The following drop-down menu contains the doctrine of Autumn Ridge Community Church on a variety of topics. Additionally, a PDF version of The Autumn Ridge Community Church Statement of Faith can be found here.
“The Autumn Ridge Community Church Statement of Faith
We believe that the Bible speaks clearly on the essential concepts of the Christian faith and that it is our responsibility to proclaim the doctrinal truths entrusted to us. That is why we have undertaken to define as clearly as possible what we view to be the foundational principles of the Scriptures. The content of this Statement flows directly from the Holy Scriptures of the Old and New Testaments. A sample list of biblical passages that support these doctrinal statements is included at the conclusion of each respective article. The Abstract of Principles of the Southern Baptist Theological Seminary serves as the historical example upon which this statement is modeled.

# # # # #

Aim of the exercise:
Reproduce the passage from the church's statement of faith starting at "The following drop-down" and ending at "be found here.".

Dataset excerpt
# # # # #

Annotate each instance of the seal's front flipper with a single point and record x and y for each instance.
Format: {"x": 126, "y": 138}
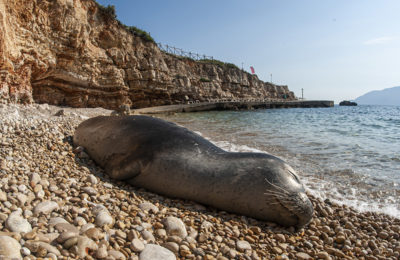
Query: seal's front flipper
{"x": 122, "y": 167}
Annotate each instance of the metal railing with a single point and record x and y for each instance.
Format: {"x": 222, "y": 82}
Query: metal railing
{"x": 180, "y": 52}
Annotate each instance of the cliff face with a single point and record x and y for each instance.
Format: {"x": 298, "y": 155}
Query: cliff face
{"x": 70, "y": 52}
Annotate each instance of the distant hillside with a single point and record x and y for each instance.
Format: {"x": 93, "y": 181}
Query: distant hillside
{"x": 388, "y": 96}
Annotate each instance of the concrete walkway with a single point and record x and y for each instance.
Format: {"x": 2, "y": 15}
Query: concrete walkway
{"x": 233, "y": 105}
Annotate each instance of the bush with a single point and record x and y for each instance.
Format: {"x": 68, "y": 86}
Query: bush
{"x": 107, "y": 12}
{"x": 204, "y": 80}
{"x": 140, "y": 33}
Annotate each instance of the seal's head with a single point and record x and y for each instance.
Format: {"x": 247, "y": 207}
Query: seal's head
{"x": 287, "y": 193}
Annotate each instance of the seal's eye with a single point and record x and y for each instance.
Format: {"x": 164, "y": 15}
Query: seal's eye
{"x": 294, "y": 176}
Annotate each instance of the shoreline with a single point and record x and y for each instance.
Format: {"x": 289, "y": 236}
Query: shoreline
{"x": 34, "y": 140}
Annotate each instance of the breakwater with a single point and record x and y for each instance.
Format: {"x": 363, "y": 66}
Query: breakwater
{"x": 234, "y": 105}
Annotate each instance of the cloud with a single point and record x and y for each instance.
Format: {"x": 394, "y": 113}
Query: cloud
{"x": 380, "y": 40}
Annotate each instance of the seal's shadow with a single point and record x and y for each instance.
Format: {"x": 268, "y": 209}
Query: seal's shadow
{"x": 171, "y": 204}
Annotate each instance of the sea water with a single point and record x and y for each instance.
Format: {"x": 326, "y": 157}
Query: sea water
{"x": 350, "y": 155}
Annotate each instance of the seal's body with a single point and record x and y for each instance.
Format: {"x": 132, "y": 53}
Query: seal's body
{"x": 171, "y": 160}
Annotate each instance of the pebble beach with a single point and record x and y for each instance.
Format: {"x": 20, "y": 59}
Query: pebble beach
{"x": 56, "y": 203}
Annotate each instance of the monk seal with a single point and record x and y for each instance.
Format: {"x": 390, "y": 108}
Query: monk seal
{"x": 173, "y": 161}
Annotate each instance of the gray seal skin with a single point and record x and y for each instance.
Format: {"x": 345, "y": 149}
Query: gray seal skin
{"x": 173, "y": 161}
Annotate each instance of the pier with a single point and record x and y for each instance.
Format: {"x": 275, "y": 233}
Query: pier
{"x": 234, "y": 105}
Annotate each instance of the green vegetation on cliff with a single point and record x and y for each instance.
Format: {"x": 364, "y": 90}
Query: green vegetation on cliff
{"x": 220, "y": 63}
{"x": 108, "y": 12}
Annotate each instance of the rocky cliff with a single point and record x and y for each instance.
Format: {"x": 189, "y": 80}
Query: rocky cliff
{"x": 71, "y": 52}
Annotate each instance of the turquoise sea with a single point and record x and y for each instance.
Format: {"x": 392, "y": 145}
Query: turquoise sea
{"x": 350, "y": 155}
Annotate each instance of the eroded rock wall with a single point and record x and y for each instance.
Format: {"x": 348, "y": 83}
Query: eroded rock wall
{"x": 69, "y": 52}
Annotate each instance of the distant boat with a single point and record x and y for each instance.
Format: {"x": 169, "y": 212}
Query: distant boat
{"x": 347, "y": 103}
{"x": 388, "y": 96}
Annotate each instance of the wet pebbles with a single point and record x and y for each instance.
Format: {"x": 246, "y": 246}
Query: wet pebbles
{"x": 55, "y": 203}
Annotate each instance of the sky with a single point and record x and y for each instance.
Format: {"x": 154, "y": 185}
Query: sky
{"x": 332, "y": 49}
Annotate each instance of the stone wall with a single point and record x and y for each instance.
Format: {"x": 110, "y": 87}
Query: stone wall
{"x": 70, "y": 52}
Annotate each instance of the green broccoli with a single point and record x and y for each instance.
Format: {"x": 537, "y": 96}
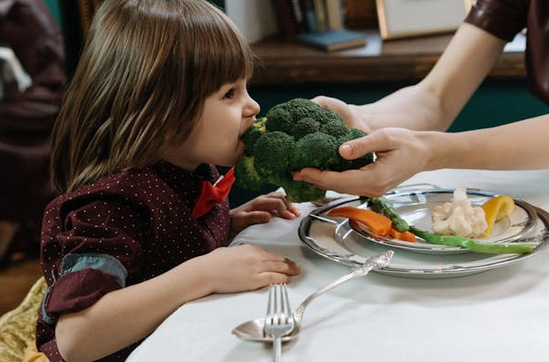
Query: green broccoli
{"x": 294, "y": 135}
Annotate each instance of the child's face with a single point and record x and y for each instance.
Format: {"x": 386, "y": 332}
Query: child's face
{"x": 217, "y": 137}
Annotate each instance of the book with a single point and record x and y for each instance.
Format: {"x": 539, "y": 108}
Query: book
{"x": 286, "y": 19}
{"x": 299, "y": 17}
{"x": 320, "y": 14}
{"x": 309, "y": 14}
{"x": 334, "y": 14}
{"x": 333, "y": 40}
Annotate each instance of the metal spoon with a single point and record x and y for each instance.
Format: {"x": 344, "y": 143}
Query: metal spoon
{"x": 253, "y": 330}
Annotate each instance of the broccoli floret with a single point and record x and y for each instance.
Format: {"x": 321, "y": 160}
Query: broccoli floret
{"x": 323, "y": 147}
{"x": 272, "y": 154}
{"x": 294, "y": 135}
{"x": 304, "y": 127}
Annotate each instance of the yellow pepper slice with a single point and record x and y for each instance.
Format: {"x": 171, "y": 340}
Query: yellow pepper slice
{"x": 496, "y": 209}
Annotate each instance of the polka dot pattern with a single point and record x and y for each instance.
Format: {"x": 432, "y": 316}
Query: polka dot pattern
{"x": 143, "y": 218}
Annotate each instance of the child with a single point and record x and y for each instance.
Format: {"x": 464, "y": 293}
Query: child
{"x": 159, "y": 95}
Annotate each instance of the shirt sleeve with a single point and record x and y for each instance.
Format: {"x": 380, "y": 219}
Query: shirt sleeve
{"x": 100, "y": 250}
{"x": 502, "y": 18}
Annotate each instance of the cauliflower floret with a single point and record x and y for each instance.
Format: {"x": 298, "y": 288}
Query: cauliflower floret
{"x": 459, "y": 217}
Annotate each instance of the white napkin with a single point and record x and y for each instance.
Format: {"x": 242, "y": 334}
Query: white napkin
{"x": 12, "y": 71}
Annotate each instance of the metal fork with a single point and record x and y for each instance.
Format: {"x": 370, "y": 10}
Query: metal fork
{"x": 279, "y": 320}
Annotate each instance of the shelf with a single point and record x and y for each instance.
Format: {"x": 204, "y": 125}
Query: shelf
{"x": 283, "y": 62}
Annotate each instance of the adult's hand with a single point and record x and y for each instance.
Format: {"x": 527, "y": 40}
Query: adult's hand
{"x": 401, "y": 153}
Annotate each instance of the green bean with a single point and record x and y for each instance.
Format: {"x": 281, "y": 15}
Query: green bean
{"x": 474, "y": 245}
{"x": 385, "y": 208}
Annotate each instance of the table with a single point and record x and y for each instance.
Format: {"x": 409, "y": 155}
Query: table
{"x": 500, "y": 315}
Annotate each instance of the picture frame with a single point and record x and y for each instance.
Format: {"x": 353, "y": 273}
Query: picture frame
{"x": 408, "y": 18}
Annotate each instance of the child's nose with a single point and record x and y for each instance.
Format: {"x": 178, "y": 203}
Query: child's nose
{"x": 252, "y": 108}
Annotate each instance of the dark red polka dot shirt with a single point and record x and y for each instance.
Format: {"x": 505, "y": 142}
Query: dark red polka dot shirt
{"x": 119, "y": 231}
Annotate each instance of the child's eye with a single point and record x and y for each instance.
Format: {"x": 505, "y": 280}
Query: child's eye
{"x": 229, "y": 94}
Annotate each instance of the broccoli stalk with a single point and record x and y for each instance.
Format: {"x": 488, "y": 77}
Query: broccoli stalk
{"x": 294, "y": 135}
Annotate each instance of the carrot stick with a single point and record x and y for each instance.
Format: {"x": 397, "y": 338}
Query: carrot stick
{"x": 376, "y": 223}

# # # # #

Exercise solution:
The following drop-down menu contains the doctrine of Autumn Ridge Community Church on a variety of topics. Additionally, a PDF version of The Autumn Ridge Community Church Statement of Faith can be found here.